- **WHAT THE TASK ASKS**
Gather every line of the data below that contains the string "window", and list those lines in their original order.

--- Start ---

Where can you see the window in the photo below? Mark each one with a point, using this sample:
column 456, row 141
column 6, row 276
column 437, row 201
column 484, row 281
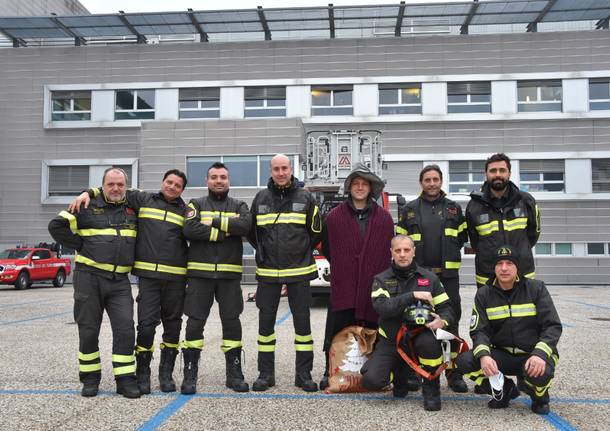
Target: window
column 244, row 171
column 466, row 176
column 332, row 100
column 134, row 105
column 199, row 103
column 536, row 96
column 465, row 97
column 71, row 105
column 399, row 99
column 265, row 102
column 542, row 175
column 599, row 94
column 601, row 175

--- End ---

- **WRITTEN REPLY**
Where can you see the window in the photo below? Mark each one with a point, using this sample:
Target: window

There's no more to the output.